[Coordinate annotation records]
>> START

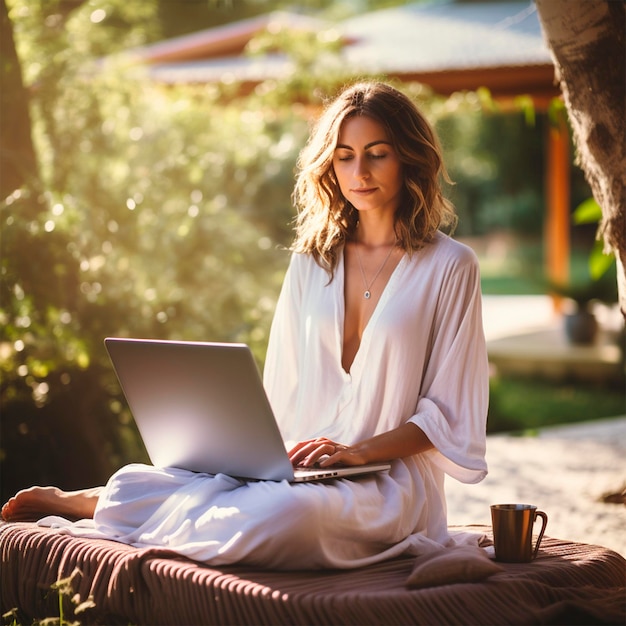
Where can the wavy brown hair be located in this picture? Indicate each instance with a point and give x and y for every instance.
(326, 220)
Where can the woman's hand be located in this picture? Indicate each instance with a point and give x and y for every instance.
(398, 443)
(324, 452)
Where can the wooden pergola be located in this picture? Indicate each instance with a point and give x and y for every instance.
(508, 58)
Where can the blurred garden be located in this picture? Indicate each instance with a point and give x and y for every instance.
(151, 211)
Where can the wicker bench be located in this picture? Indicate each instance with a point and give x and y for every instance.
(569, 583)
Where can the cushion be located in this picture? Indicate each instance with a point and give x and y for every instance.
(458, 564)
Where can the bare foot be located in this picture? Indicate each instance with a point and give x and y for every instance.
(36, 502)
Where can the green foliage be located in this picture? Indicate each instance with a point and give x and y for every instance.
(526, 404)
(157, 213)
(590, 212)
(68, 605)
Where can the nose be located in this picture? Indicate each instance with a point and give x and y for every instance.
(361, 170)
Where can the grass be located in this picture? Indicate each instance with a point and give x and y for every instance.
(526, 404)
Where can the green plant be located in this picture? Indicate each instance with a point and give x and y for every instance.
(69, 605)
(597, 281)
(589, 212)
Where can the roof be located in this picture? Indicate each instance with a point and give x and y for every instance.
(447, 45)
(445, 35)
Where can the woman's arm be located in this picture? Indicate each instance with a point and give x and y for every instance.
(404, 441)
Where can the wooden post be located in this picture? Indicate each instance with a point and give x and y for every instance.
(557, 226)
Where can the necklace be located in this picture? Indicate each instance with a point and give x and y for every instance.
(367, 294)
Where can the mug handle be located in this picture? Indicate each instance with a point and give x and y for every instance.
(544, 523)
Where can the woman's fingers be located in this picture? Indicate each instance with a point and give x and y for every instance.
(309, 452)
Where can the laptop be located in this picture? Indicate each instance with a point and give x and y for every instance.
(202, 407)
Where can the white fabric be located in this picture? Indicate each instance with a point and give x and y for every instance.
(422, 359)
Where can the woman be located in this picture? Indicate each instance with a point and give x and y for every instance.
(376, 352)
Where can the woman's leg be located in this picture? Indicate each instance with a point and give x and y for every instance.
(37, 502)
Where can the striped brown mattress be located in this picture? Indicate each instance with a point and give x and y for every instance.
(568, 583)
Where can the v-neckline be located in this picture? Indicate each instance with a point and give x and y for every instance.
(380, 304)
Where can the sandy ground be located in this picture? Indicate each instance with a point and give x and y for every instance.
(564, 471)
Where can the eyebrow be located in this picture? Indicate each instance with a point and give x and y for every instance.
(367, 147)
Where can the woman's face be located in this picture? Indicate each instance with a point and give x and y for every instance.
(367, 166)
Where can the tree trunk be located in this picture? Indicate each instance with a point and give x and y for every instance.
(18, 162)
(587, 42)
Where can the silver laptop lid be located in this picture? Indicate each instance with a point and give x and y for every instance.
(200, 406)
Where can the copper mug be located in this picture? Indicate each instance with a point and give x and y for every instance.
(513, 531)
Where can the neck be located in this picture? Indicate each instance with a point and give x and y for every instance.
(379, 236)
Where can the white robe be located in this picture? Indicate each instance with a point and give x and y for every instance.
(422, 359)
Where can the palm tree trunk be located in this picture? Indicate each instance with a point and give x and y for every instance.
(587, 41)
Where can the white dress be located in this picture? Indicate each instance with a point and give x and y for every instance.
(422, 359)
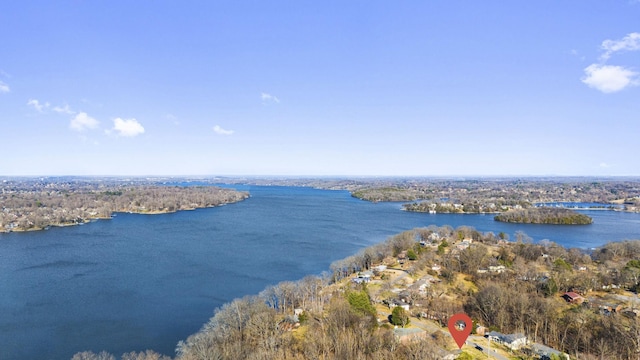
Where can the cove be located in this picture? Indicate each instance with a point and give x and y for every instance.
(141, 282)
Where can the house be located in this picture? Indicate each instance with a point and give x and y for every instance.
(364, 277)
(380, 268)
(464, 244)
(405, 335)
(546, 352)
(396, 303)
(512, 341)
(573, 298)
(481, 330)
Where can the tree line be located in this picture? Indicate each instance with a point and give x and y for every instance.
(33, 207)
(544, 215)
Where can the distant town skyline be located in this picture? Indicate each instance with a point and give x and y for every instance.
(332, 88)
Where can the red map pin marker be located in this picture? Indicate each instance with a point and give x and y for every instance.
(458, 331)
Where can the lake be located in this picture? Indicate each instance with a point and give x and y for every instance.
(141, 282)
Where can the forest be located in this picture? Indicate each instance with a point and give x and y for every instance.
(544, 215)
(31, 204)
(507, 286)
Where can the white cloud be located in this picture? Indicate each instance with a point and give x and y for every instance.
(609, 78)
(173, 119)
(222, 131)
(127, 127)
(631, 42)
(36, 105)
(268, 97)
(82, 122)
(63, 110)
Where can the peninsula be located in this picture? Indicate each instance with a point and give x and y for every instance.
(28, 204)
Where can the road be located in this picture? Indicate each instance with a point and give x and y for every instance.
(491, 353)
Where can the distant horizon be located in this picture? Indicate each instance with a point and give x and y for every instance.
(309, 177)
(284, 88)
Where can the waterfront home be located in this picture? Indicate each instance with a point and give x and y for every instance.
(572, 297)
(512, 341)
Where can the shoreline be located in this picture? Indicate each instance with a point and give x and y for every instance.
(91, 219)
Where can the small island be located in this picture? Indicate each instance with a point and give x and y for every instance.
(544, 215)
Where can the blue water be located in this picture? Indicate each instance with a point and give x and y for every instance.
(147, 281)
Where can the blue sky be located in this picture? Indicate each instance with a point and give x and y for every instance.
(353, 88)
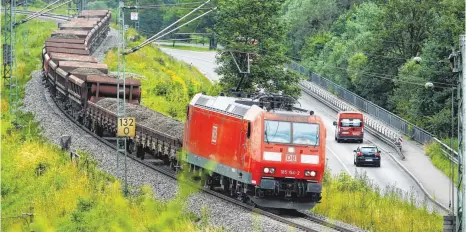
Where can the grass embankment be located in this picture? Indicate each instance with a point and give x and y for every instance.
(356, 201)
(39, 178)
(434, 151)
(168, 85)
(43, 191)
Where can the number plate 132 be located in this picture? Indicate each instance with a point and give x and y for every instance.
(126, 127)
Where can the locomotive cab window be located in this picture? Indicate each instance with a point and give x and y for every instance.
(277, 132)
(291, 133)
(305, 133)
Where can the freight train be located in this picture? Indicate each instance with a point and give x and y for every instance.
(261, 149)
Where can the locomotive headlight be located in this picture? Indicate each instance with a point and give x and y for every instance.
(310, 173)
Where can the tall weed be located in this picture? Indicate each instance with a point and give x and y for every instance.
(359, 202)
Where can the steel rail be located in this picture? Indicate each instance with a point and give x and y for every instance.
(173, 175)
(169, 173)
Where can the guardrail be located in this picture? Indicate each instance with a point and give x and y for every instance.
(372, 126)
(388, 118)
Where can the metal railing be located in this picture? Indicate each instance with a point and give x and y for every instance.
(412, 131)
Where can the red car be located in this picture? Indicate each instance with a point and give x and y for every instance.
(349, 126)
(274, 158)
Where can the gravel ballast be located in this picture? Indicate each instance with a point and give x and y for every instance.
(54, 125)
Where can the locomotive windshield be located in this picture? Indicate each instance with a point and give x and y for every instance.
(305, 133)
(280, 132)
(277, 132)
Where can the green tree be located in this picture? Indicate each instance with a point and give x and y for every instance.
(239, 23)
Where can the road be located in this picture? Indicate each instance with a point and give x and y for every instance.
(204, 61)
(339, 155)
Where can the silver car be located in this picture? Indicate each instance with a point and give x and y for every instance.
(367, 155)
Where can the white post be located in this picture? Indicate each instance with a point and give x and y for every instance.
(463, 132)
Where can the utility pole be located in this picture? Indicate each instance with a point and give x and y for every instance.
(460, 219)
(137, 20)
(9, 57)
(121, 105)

>> END

**STATED EXERCISE**
Reproduce exactly, with nothing added, the lines from the one that contains "Where can the green tree" to the end of the data.

**REPLY**
Where can the green tree be located in this picture? Indicate each instance with a point and give x and y for every instance.
(239, 23)
Where can the road be located in this picture? Indicate each instance with a point and give x and y for every instance.
(204, 61)
(339, 155)
Where can the silver car be located in this picture? Indicate each instance with a point and give x and y for every instance.
(367, 155)
Where can the white post be located in this picture? Indicate each instance with a point and give x and y for every instance.
(463, 132)
Where can the utility pole be located in this picture? Indicate each instance with a point and give x and y for every instance.
(460, 219)
(137, 20)
(9, 57)
(121, 105)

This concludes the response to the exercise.